| Assignment |
Search the entries below. Return every line that has "tree" in it.

| Data in this exercise |

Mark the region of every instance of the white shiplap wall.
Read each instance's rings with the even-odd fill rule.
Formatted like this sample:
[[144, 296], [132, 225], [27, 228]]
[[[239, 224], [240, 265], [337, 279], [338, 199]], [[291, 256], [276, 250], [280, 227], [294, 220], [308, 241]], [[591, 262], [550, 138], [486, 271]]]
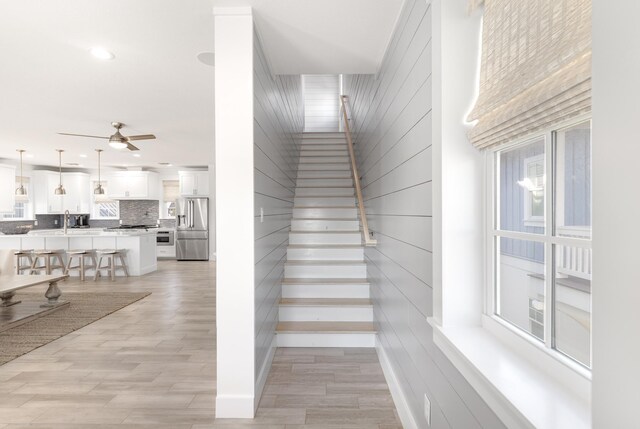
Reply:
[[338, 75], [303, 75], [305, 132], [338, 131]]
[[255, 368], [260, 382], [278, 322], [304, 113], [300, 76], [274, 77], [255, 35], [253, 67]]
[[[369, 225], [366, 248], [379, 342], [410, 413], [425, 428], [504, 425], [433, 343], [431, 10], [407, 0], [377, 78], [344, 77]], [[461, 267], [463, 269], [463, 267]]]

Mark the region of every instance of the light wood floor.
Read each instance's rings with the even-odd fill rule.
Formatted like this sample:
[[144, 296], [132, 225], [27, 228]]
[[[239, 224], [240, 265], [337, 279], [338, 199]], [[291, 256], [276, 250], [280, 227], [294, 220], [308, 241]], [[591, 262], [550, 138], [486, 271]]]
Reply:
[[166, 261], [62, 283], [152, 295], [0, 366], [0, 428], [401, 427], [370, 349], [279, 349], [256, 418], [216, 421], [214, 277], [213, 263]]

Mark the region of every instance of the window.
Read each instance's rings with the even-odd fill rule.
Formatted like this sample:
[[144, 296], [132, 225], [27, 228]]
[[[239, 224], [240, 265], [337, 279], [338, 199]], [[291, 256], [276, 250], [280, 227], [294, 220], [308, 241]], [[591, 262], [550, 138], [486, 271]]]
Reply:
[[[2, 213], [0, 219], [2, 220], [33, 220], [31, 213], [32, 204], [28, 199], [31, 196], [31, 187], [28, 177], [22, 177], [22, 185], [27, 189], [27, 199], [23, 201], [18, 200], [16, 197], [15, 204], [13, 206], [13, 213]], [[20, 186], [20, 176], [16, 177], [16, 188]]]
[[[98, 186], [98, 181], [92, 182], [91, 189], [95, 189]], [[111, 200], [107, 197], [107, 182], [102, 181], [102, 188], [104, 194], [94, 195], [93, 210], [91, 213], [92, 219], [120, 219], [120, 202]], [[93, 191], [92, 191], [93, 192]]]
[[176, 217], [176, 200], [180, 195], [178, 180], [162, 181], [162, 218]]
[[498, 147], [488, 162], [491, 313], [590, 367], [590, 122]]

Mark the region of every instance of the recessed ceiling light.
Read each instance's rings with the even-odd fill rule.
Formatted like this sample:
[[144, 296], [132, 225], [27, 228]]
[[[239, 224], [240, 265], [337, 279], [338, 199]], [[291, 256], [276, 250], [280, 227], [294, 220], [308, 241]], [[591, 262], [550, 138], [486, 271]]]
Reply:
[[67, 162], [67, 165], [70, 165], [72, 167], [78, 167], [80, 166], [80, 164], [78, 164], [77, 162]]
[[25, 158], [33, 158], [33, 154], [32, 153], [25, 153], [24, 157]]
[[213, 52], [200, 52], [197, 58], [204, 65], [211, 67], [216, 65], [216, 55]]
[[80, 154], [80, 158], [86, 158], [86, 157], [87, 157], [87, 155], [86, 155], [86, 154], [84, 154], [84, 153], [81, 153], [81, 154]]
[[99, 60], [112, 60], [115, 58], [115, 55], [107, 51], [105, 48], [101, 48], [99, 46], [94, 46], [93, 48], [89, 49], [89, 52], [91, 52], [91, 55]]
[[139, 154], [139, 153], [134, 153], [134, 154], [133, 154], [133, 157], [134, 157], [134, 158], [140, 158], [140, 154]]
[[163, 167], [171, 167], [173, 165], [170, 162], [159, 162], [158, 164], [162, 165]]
* * *
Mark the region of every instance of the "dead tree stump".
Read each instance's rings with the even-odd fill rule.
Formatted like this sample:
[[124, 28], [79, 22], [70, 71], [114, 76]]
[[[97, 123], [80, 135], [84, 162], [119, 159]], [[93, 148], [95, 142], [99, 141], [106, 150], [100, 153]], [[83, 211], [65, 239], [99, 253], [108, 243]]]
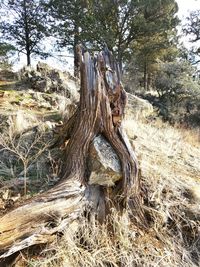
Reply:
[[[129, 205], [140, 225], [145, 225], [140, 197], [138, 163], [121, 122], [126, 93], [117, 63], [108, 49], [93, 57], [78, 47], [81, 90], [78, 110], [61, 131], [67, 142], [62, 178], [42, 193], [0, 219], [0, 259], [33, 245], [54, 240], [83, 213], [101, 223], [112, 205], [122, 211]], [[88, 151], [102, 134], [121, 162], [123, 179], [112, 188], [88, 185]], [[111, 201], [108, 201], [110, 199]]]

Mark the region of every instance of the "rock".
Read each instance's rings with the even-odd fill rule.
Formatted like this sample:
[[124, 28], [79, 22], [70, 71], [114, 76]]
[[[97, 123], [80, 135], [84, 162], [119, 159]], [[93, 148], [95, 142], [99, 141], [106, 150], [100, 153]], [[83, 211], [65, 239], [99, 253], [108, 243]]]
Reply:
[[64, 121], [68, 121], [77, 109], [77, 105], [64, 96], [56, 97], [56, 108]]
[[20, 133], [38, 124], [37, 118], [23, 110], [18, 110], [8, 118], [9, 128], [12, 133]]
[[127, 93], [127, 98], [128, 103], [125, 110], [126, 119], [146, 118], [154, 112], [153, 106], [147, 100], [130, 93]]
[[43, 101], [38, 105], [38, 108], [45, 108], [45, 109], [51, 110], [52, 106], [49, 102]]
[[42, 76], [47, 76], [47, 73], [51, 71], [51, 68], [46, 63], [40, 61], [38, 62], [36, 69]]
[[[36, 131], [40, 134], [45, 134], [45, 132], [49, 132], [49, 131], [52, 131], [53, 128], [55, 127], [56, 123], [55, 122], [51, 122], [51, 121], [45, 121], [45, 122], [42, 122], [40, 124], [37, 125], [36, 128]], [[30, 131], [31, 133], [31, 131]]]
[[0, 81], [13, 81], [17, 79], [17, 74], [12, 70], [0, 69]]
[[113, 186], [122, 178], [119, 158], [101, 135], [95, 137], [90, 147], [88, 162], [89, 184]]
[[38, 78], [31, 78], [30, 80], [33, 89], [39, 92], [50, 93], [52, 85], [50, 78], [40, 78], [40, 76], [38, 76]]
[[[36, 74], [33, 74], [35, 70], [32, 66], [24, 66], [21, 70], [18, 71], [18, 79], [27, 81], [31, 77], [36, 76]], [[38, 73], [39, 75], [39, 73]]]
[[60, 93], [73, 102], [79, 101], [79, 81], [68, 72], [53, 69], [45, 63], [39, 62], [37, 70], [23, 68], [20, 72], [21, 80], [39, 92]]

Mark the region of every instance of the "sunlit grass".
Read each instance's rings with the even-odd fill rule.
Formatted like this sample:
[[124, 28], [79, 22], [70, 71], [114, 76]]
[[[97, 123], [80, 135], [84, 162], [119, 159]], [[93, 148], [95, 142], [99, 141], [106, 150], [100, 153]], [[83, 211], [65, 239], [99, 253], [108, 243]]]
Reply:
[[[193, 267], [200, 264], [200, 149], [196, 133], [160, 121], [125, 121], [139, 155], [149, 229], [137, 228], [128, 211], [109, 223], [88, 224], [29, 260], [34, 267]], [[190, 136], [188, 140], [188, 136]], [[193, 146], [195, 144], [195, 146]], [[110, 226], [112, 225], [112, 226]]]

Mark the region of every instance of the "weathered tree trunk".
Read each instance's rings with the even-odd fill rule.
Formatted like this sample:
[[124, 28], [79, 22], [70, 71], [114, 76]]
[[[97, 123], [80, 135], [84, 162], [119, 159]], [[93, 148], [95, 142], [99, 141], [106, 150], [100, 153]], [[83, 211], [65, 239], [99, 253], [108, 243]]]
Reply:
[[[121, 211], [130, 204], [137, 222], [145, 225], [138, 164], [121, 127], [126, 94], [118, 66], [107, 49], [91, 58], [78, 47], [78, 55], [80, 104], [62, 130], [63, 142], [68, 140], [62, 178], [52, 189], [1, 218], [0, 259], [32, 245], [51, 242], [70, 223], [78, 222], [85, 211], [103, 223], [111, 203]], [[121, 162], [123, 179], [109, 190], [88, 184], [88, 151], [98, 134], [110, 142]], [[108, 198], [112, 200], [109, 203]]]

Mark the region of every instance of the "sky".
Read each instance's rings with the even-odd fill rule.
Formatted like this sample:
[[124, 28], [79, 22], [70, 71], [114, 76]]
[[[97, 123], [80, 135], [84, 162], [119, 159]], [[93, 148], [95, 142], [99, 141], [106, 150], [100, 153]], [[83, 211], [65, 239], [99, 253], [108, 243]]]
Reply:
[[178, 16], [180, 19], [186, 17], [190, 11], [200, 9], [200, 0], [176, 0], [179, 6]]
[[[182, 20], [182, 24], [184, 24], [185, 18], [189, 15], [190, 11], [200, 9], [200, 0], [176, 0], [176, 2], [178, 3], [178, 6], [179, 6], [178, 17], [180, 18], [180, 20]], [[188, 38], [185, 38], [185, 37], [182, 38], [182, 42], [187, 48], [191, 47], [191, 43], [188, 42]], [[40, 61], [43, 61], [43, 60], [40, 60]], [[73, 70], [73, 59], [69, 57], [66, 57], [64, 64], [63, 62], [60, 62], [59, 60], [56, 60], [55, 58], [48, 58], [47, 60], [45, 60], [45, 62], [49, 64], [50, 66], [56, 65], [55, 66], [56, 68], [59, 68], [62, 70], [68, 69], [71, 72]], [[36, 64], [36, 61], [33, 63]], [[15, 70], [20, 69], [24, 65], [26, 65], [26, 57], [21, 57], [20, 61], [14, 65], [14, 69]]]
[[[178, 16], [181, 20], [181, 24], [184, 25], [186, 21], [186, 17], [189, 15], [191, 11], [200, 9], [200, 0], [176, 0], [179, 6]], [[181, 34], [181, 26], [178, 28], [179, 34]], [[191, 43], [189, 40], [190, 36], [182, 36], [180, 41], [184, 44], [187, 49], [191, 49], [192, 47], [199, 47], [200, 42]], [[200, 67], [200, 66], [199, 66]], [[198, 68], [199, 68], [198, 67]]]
* * *
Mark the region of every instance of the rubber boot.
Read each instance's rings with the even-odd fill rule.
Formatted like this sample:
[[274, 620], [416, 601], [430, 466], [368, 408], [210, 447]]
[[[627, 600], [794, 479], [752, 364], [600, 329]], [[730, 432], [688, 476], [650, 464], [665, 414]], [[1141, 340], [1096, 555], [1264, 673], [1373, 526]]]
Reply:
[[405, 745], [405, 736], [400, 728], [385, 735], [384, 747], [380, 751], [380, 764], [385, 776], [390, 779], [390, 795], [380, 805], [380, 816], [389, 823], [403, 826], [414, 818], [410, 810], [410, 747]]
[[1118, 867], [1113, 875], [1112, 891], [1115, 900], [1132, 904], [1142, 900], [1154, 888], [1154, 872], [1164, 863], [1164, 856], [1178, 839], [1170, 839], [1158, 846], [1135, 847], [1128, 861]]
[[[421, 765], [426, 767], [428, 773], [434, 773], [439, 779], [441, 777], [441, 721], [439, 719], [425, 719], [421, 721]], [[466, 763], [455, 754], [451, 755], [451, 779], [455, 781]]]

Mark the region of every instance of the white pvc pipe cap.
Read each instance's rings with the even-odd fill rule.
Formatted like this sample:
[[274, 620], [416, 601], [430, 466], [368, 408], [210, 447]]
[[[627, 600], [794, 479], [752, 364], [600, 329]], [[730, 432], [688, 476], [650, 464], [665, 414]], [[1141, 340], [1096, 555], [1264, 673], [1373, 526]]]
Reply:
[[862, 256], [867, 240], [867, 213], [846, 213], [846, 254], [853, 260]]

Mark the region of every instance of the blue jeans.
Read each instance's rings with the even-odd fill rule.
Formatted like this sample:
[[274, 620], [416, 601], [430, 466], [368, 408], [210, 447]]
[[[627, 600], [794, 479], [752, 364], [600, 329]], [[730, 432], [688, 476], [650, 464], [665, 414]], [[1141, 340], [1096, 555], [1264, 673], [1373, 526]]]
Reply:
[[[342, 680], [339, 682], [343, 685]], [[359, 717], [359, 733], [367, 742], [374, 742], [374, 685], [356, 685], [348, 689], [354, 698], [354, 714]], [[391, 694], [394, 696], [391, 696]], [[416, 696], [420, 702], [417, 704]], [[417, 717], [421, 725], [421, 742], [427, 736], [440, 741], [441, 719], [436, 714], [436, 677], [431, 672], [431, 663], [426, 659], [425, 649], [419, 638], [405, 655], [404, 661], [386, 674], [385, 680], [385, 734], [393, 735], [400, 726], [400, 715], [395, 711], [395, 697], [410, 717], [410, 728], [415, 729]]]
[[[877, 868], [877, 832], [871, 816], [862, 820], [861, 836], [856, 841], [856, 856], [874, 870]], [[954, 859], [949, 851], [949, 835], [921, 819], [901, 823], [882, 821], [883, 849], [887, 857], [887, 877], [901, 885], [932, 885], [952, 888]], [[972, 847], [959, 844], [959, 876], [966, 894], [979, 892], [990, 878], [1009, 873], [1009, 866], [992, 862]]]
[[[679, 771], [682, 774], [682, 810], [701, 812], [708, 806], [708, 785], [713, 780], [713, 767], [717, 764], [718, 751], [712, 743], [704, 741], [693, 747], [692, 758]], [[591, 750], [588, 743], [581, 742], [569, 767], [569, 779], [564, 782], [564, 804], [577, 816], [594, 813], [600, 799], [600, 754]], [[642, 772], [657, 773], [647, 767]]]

| Solution for this task |
Mark the region of every instance of the "dead tree stump".
Mark the region of every instance of the "weathered tree trunk".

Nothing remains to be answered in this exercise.